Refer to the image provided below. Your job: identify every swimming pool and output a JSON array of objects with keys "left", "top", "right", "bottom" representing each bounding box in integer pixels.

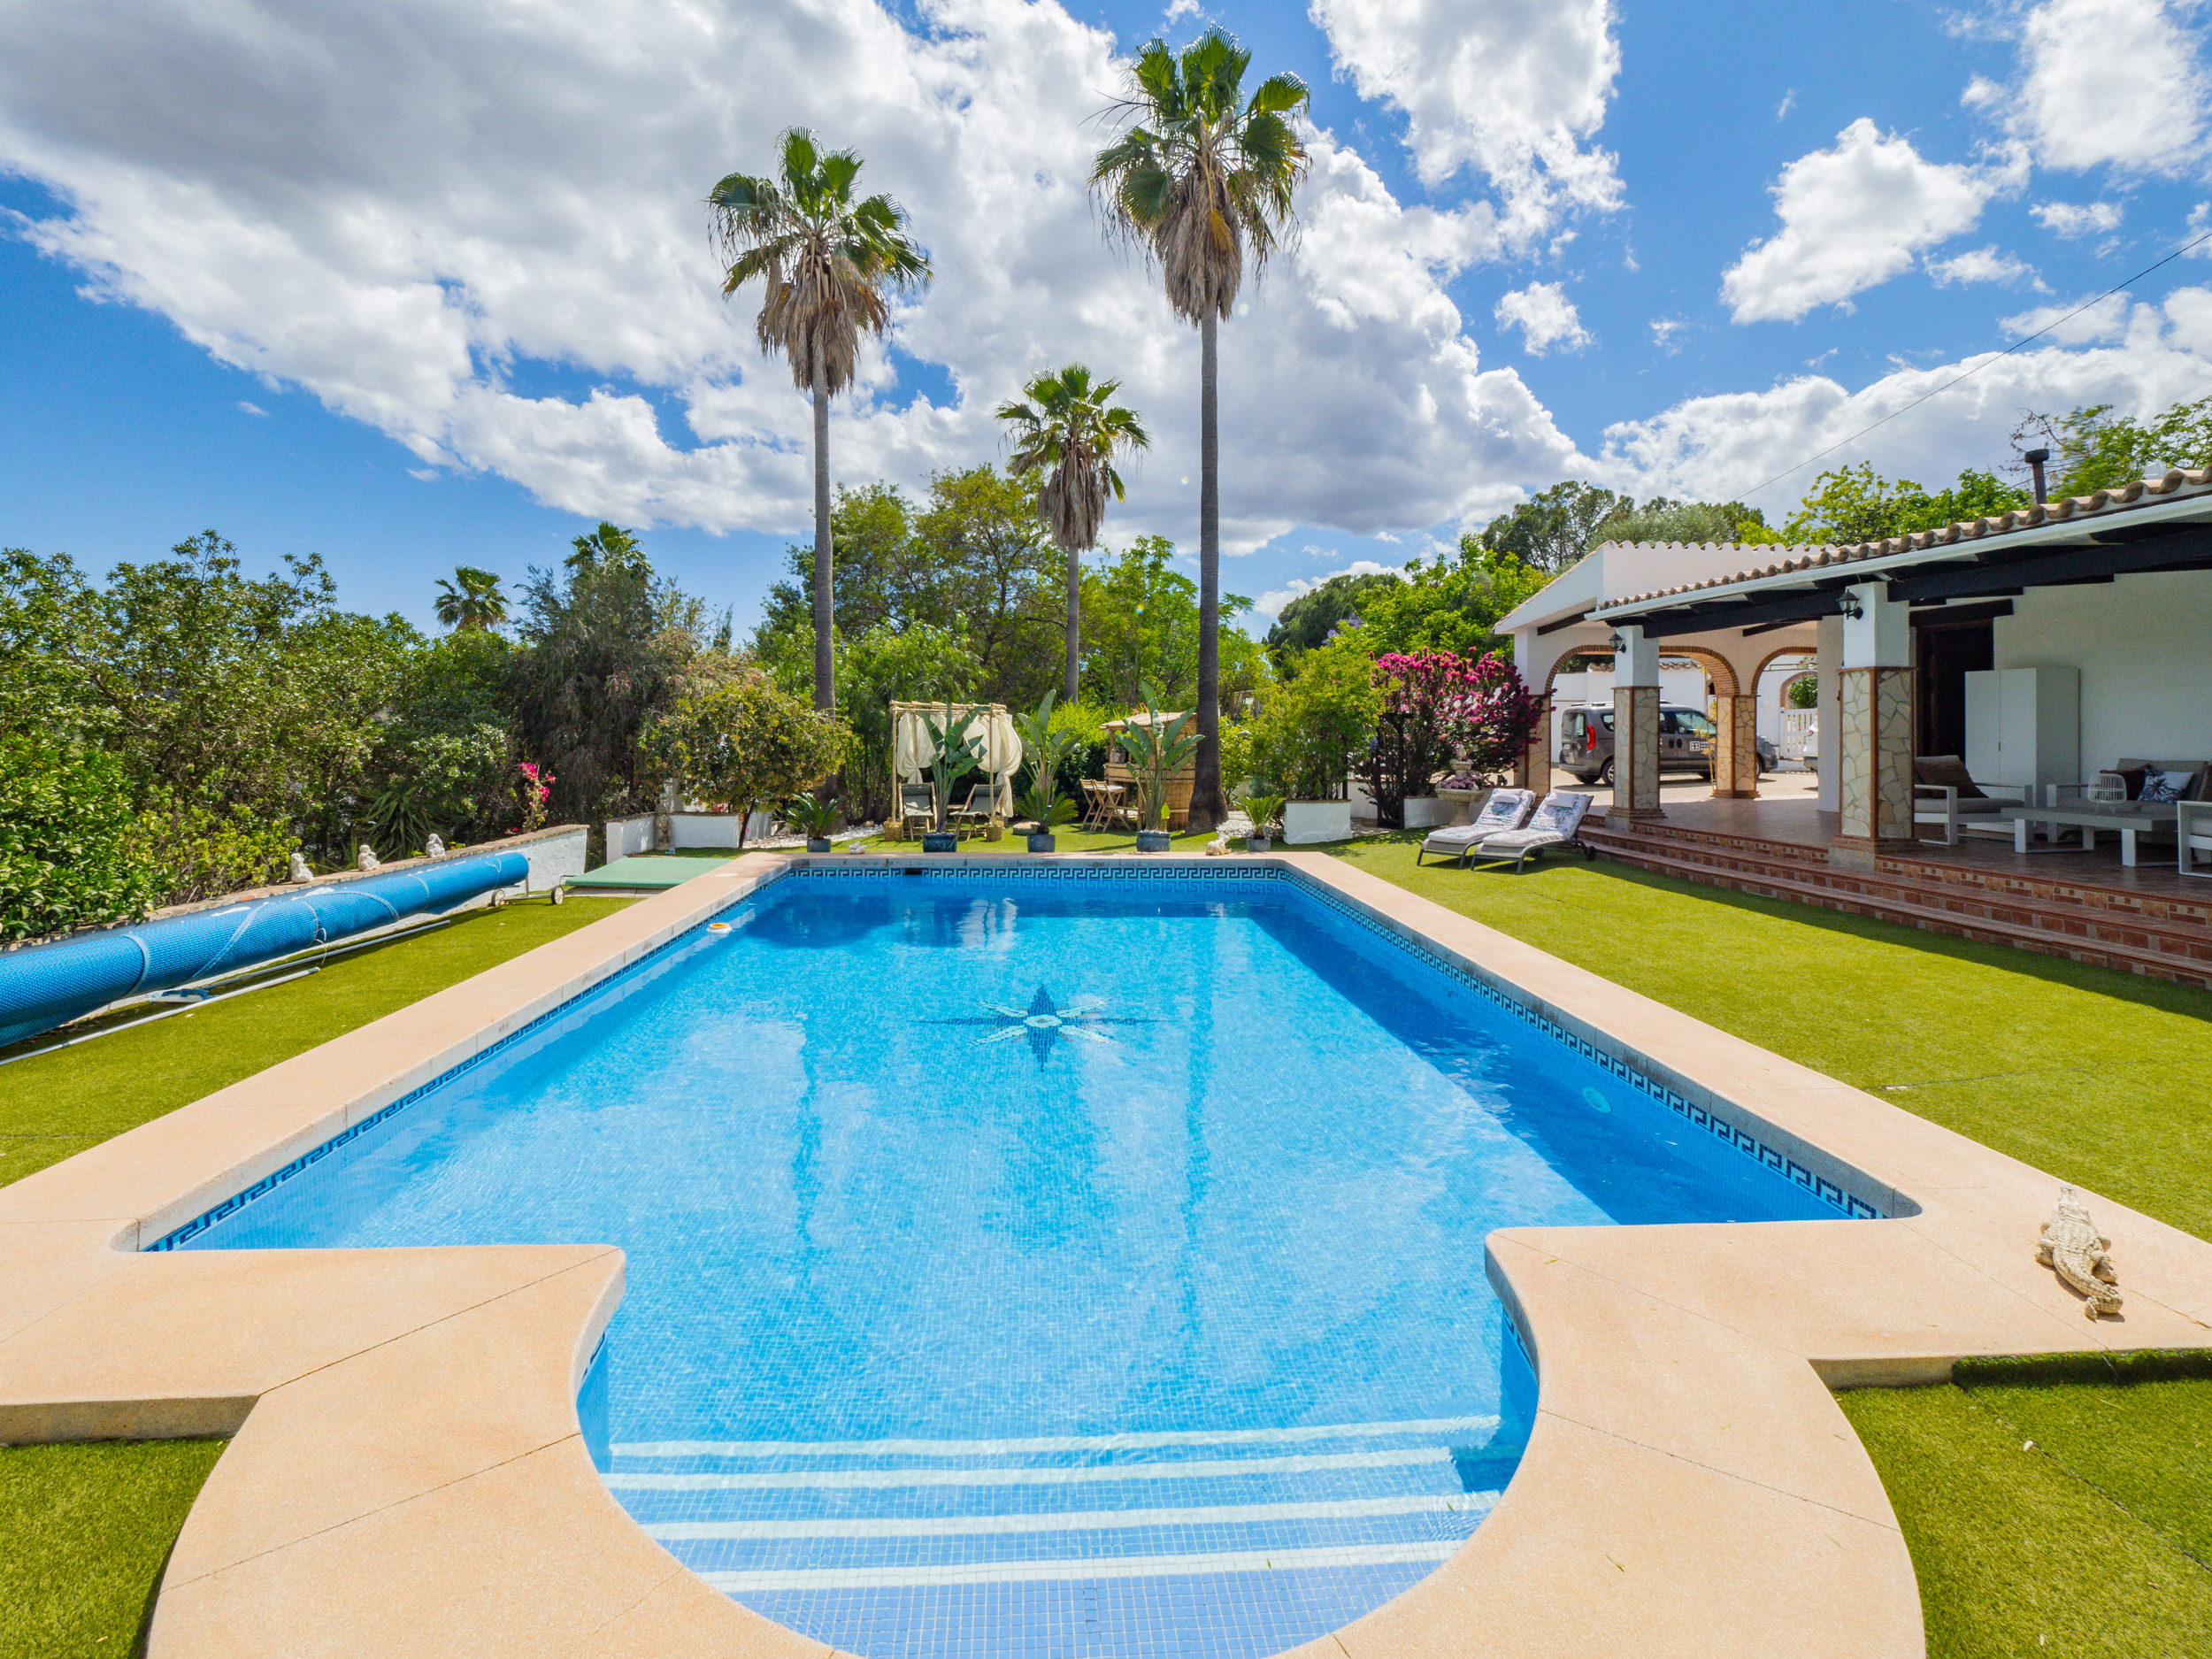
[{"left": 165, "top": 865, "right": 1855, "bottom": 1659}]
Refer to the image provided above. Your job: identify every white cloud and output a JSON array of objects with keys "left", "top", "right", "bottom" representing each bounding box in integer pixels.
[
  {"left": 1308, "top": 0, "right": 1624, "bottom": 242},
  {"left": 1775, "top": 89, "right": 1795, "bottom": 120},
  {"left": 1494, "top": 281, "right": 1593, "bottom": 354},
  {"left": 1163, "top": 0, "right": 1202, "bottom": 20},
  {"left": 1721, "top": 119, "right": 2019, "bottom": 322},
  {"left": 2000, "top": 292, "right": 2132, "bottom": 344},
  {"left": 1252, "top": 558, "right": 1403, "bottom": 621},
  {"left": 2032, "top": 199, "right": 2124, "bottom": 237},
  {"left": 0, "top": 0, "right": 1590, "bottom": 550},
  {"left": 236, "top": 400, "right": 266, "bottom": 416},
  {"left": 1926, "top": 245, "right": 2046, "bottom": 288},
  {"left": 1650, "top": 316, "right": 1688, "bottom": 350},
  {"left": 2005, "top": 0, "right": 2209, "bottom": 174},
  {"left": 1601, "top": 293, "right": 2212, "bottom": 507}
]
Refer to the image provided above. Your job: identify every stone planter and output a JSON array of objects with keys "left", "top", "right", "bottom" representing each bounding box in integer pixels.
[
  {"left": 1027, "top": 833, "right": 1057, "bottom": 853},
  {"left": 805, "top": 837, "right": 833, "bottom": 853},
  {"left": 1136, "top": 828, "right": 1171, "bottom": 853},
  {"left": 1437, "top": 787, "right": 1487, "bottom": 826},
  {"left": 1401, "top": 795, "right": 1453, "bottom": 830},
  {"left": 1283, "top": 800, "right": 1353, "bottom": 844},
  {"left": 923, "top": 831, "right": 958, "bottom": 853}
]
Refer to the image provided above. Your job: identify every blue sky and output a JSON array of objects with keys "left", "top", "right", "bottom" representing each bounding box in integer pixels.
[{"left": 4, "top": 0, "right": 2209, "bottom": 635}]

===============

The answer should be an exact copy of the material, with its pictures removed.

Response for this exercise
Refer to the image provided below. Your job: identify every swimming pool and output a JSON array of objects with keys "left", "top", "right", "bottom" representing each bounding box in integer pixels.

[{"left": 165, "top": 865, "right": 1855, "bottom": 1659}]
Refer to the image provided above. Your job: identify every white cloud and output a JSON array of objects with keys "left", "top", "right", "bottom" representing each bounding box in integer pixels.
[
  {"left": 1308, "top": 0, "right": 1624, "bottom": 242},
  {"left": 1775, "top": 89, "right": 1795, "bottom": 120},
  {"left": 1494, "top": 281, "right": 1593, "bottom": 354},
  {"left": 1163, "top": 0, "right": 1202, "bottom": 20},
  {"left": 1721, "top": 119, "right": 2019, "bottom": 322},
  {"left": 2000, "top": 292, "right": 2132, "bottom": 344},
  {"left": 1252, "top": 558, "right": 1403, "bottom": 621},
  {"left": 2032, "top": 199, "right": 2124, "bottom": 237},
  {"left": 0, "top": 0, "right": 1590, "bottom": 550},
  {"left": 236, "top": 400, "right": 266, "bottom": 416},
  {"left": 1926, "top": 245, "right": 2046, "bottom": 288},
  {"left": 1650, "top": 316, "right": 1688, "bottom": 350},
  {"left": 2005, "top": 0, "right": 2209, "bottom": 174},
  {"left": 1601, "top": 293, "right": 2212, "bottom": 507}
]
Refer to the image provided above. Your job: identify every stone planter and output a JSON array of objects with keys "left", "top", "right", "bottom" representing each bounding box in integer pixels.
[
  {"left": 1027, "top": 833, "right": 1057, "bottom": 853},
  {"left": 805, "top": 837, "right": 833, "bottom": 853},
  {"left": 1136, "top": 828, "right": 1171, "bottom": 853},
  {"left": 1437, "top": 787, "right": 1487, "bottom": 826},
  {"left": 1401, "top": 795, "right": 1453, "bottom": 830},
  {"left": 1283, "top": 800, "right": 1353, "bottom": 844},
  {"left": 923, "top": 831, "right": 958, "bottom": 853}
]
Refer to the image provided above. Your job: identify every blue sky and output a JSON array of objects with keys "left", "top", "right", "bottom" representing each bounding box in integer pixels.
[{"left": 4, "top": 0, "right": 2209, "bottom": 635}]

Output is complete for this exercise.